**GIVEN PROBLEM A:**
Using the text about the Barcelona World Race, explain in one to three sentences what kind of race it is.
**GIVEN PROBLEM B:**
In the text about the Barcelona World Race, take the passage starting at "The Barcelona World" and ending at "second on Neutrogena.", and rewrite it with "edition" changed to "running".
**GIVEN PROBLEM C:**
Extend the text about the Barcelona World Race past its final sentence.

The Barcelona World Race is a non-stop, round-the-world yacht  race for crews of two, sailed on Open 60 IMOCA monohull boats. Following the Clipper route, it starts and finishes in Barcelona, and is organised by the Barcelona Ocean Sailing Foundation (FNOB).  

The inaugural race, contested in 2007–08 by nine boats, was won by Jean-Pierre Dick and Damian Foxall on the boat Paprec-Virbac 2 in a time of 92 days.  

The second edition of the race started on 31 December 2010 and was won by Jean-Pierre Dick and Loïck Peyron on Virbac-Paprec 3 in a time of 93 days 22 hours 20 minutes 36 seconds. 

The third edition of the race started with eight boats on 31 December 2014 and was won by Bernard Stamm and Jean Le Cam on Cheminées Poujoulat in a time of 84 days 5 hours 50 minutes 25 seconds. Guillermo Altadill and José Muñoz finished second on Neutrogena.

Stored data
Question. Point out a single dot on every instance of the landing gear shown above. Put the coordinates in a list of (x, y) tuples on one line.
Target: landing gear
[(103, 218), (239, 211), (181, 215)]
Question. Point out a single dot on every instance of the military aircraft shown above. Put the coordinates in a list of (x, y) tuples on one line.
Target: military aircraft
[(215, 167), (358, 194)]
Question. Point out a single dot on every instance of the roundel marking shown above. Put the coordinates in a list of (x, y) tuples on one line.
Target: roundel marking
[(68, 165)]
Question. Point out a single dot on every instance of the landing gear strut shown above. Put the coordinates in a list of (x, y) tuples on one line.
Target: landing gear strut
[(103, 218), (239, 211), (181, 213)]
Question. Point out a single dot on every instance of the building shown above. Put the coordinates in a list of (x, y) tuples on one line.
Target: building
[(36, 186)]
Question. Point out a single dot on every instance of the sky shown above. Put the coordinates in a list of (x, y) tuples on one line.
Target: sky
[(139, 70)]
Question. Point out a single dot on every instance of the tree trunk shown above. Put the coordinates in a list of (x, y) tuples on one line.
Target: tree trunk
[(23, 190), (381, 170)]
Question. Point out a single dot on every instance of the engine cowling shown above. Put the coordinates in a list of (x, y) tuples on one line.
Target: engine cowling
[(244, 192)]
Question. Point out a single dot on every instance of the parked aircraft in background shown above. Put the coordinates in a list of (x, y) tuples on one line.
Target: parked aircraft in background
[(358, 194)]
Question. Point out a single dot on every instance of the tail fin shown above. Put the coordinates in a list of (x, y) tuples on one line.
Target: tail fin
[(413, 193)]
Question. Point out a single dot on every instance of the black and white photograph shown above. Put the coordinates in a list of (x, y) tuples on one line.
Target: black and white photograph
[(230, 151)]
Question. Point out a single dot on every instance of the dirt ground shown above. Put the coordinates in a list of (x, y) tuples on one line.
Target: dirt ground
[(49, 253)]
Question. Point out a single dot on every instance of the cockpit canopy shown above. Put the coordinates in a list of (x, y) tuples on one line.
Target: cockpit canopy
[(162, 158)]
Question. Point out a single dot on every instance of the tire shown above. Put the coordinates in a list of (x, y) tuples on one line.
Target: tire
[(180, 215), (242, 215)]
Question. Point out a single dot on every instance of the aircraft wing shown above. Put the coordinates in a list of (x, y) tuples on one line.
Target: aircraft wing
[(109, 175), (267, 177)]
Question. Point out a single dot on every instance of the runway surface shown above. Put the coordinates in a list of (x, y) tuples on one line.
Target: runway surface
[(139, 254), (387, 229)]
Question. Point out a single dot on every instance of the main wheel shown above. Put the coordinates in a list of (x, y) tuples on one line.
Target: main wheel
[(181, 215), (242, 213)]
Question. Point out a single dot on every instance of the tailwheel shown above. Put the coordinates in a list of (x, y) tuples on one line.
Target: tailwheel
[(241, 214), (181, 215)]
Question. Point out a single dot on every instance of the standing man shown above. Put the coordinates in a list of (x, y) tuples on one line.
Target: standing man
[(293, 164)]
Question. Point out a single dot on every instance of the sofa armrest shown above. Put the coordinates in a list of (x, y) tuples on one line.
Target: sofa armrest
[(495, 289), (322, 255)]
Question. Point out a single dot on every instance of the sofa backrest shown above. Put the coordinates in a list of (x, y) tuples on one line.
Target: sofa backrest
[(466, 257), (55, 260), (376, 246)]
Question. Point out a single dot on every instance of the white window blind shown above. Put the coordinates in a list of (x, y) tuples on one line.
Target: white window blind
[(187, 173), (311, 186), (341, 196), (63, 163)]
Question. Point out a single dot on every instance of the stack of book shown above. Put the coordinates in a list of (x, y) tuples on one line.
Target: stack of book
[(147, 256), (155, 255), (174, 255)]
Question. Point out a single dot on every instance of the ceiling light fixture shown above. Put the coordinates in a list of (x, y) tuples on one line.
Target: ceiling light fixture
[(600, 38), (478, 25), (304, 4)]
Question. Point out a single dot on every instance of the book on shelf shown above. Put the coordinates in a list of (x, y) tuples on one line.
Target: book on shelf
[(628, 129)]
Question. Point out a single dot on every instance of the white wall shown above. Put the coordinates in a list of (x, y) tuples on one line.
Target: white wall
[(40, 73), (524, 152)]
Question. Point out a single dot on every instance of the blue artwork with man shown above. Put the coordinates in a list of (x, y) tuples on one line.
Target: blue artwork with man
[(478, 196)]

**TASK ANSWER A:**
It is a non-stop, round-the-world yacht race for crews of two, sailed on Open 60 IMOCA monohull boats. It follows the Clipper route, starts and finishes in Barcelona, and is organised by the Barcelona Ocean Sailing Foundation (FNOB).

**TASK ANSWER B:**
The Barcelona World Race is a non-stop, round-the-world yacht  race for crews of two, sailed on Open 60 IMOCA monohull boats. Following the Clipper route, it starts and finishes in Barcelona, and is organised by the Barcelona Ocean Sailing Foundation (FNOB).  

The inaugural race, contested in 2007–08 by nine boats, was won by Jean-Pierre Dick and Damian Foxall on the boat Paprec-Virbac 2 in a time of 92 days.  

The second running of the race started on 31 December 2010 and was won by Jean-Pierre Dick and Loïck Peyron on Virbac-Paprec 3 in a time of 93 days 22 hours 20 minutes 36 seconds. 

The third running of the race started with eight boats on 31 December 2014 and was won by Bernard Stamm and Jean Le Cam on Cheminées Poujoulat in a time of 84 days 5 hours 50 minutes 25 seconds. Guillermo Altadill and José Muñoz finished second on Neutrogena.

**TASK ANSWER C:**
The fourth edition of the race was intended to start from Barcelona on 12 January 2019, but on 29 March 2018 the organisers announced that the race had been suspended, due to political instability, citing political and institutional difficulties in Spain. The ongoing crisis in Catalonia had prevented FNOB from being able to make the necessary guarantees to sponsors. They hope to reorganise the race for 2022-2023.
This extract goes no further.